= REQUEST =
Rewrite the lines from the one containing "Count every blue car visible" up to and including the one containing "[251,305,555,404]", changing "front bumper" to "rear bumper" and keeping everything else the same. Return only those lines.

= SUPPLIED ENTRIES =
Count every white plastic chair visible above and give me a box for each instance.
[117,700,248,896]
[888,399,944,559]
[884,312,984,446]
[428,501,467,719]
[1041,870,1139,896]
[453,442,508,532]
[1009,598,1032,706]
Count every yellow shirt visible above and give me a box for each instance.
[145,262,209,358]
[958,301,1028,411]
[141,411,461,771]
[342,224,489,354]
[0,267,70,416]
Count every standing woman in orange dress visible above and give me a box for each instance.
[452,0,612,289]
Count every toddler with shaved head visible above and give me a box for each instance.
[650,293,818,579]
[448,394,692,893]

==

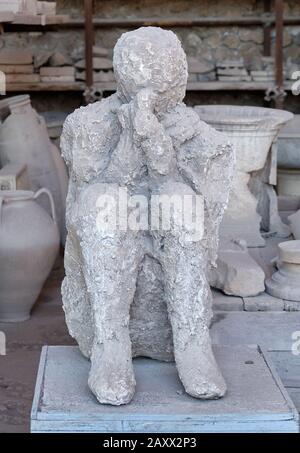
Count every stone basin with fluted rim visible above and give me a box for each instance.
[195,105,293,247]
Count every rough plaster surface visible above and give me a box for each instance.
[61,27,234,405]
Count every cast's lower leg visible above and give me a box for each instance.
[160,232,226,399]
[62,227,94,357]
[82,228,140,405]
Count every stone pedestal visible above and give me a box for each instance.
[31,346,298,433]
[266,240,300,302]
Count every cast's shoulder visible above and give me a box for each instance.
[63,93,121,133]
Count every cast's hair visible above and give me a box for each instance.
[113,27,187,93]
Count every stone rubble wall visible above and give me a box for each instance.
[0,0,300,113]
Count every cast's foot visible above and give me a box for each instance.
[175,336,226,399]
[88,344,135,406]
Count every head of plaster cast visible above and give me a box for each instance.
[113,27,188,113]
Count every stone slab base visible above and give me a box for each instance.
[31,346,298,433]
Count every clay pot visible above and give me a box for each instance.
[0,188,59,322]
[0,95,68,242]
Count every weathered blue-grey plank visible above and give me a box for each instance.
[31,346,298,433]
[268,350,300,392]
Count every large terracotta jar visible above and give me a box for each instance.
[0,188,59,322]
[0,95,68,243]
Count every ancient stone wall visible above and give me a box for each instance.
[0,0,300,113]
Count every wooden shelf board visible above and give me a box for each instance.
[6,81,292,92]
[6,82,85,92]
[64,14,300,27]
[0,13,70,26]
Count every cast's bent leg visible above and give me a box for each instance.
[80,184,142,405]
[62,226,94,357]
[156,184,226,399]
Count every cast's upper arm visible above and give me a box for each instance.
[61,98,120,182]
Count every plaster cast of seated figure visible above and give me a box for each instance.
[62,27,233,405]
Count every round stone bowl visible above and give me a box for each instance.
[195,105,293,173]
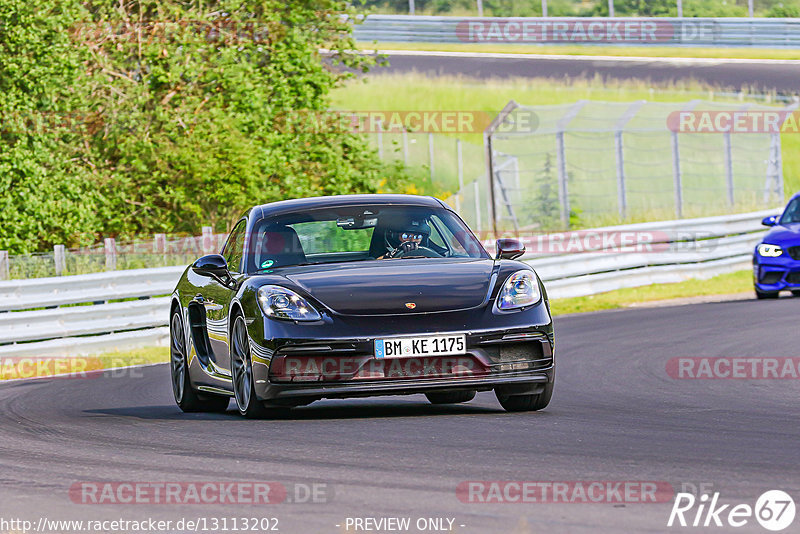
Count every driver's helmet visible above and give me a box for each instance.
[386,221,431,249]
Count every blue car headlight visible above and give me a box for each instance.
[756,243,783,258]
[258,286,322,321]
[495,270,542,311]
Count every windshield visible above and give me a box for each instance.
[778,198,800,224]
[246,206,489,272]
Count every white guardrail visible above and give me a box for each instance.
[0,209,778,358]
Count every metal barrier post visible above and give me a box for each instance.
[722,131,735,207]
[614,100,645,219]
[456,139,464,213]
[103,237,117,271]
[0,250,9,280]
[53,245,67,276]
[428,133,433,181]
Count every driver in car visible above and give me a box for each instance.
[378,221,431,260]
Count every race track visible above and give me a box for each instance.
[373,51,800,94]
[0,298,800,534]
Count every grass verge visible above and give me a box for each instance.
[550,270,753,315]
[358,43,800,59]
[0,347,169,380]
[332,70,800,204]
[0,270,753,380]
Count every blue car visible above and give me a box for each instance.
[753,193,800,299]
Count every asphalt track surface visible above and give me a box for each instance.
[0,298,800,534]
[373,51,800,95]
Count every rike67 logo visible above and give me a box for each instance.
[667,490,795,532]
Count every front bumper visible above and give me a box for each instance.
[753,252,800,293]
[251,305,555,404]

---

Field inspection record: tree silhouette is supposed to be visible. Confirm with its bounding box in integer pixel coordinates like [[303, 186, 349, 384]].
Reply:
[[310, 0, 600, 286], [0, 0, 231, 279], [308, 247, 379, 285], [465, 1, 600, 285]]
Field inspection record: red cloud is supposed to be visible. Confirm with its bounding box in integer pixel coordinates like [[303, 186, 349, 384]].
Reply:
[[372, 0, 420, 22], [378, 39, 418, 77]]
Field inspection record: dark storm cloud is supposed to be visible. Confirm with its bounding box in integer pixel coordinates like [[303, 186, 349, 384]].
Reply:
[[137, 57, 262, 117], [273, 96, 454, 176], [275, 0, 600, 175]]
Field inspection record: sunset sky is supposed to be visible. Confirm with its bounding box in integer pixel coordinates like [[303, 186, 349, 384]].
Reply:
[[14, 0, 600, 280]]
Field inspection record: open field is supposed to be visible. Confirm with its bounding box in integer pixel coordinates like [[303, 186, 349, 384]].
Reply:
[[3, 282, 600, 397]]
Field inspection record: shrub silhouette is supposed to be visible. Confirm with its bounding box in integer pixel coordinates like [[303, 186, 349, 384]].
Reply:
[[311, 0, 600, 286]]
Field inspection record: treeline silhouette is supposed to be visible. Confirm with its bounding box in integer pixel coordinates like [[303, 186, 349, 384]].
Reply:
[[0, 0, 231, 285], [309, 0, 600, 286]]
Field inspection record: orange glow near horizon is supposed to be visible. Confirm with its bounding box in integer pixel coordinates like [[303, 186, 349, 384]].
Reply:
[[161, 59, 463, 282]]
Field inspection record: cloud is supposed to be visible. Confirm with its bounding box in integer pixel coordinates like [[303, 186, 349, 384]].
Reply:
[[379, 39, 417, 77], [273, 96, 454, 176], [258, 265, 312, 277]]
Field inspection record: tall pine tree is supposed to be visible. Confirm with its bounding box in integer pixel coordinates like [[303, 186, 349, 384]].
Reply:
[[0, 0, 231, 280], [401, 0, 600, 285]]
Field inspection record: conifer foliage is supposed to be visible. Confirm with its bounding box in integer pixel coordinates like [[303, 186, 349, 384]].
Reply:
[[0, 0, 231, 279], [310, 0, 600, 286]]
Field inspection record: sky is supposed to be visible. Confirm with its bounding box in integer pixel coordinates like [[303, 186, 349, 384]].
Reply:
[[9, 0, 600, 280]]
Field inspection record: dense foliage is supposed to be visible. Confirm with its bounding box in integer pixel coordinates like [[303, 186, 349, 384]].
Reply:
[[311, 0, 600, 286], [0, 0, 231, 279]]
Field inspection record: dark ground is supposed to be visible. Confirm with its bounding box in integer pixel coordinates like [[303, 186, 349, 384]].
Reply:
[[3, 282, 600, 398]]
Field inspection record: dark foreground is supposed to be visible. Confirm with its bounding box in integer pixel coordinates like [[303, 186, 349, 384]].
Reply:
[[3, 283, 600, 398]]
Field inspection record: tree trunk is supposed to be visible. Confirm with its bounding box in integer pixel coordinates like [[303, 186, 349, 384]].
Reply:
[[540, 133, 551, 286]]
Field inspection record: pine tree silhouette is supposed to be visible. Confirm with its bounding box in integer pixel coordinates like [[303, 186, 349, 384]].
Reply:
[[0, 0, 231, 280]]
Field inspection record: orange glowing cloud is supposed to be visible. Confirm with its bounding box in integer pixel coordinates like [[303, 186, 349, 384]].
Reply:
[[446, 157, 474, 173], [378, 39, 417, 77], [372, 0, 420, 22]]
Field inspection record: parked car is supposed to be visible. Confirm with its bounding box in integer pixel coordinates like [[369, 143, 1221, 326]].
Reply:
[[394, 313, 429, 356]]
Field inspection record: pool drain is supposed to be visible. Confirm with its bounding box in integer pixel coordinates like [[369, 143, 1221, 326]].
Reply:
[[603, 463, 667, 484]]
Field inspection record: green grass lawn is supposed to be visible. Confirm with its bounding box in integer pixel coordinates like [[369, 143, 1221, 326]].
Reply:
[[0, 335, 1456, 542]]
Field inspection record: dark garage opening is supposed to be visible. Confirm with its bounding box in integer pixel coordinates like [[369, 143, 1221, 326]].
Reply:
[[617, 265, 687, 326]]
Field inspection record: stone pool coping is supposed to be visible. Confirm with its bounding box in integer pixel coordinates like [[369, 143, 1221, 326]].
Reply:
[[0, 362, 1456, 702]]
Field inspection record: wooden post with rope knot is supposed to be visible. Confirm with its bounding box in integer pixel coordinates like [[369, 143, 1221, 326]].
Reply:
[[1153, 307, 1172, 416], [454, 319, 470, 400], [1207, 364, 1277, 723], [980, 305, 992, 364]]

= RESULT =
Count every blue car visible above and give me a box for each instance.
[753,193,800,299]
Count every asphalt track surface visible above and give me a box for each instance.
[0,298,800,534]
[373,51,800,95]
Count every rike67 logo visible above and give me a box for each instance.
[667,490,795,532]
Count every rear bumper visible above and give me a box for each instance.
[753,252,800,293]
[251,305,555,404]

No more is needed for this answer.